== EXCERPT ==

Psalm
146
The text for this morning comes from
the 146th Psalm, which is the first of five Psalms, the last 5 Psalms,
all of which begin and end with one word: Hallelujah!
And Hallelujah is a legitimate Hebrew
word that actually means something -- it literally means "praise
the Lord". And so all of these last five Psalms are about
praising God, and the reasons why we should praise God. Only the
reasons given in this particular Psalm are not probably the reasons we
would expect. So listen:
1Praise the Lord!
Praise the Lord, O my soul!
2I will praise the Lord as long as I live;
I will sing praises to my God all my life long.
3Do not put your trust in princes,
in mortals, in whom there is no help.
4When their breath departs, they return to the earth;
on that very day their plans perish.
5Happy are those whose help is the God of Jacob,
whose hope is in the Lord their God,
6who made heaven and earth,
the sea, and all that is in them;
who keeps faith for ever;
7who executes justice for the oppressed;
who gives food to the hungry.
The Lord sets the prisoners free;
8the Lord opens the eyes of the blind.
The Lord lifts up those who are bowed down;
the Lord loves the righteous.
9The Lord watches over the strangers;
he upholds the orphan and the widow,
but the way of the wicked he brings to ruin.
10The Lord will reign for ever,
your God, O Zion, for all generations.
Praise the Lord!
We received word a couple of weeks ago
and put it out to the congregation that Sharon Watkins, the General
Minister and President of the Disciples of Christ, was appearing on
national TV as part of the presidential debates. One of the folks
that was going to put questions to some of the Democratic
challengers. This particular event was being broadcast on
CNN.
Through the wonders of the Internet,
you can watch that entire program online. We're not going to watch
all of that today, as it's over an hour long, but I did want to share
with you just the question that Sharon put to the candidates, in this
case to Senator John Edwards:
"Senator Edwards, I'd like to ask
you about prayer. Admittedly, a personal matter. How, if at
all, has prayer been a source of strength and wisdom for you in your
life? How would prayer influence the decisions that you make as
President? And most importantly, when you pray, how do you know if
the voice that you are hearing is the voice of God, or your own voice in
disguise?"
[Senator Edwards laughed and struggled
a bit with how to respond, and said "Some would argue that we have
a hard time telling the difference"]
I'm not going to play his entire
response, because I don't want to give the impression that we're
endorsing Senator John Edwards, but I love the way that it kind of
caught him off guard. Gosh, how do I tell the difference?
And, you see, that's a great question
for all of us, isn't it? To think of the importance of that
question when you have the power of the Presidency of the United States,
to be able to discern the difference between those two.

===
== STORED DATA ==

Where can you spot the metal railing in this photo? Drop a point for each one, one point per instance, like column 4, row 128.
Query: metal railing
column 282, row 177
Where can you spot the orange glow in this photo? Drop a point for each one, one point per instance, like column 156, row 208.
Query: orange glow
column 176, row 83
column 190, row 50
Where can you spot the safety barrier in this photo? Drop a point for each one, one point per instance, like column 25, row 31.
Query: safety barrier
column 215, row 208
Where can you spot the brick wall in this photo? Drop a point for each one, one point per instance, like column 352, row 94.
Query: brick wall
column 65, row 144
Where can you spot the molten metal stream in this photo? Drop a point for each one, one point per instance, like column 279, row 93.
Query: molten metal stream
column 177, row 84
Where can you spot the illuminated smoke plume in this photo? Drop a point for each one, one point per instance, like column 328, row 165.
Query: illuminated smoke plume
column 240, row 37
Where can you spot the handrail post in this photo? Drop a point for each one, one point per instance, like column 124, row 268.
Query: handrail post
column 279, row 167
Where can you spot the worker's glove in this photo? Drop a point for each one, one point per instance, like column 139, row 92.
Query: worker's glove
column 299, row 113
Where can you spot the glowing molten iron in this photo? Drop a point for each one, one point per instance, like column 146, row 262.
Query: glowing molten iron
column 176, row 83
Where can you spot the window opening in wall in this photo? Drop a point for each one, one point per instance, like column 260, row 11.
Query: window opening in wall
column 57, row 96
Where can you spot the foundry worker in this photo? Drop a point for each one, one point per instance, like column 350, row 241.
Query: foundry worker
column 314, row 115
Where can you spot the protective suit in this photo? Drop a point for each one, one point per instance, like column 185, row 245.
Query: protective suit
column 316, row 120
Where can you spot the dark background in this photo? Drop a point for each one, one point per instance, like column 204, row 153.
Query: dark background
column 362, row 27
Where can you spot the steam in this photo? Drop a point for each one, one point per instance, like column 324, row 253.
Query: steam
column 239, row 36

===

BRIEF:
Answer these questions from the sermon on Psalm 146:
1. What does the word Hallelujah literally mean?
2. Which network broadcast the event where Sharon Watkins appeared?
3. Which candidate received her question about prayer?

THE RESPONSE:
1. "Praise the Lord"
2. CNN
3. Senator John Edwards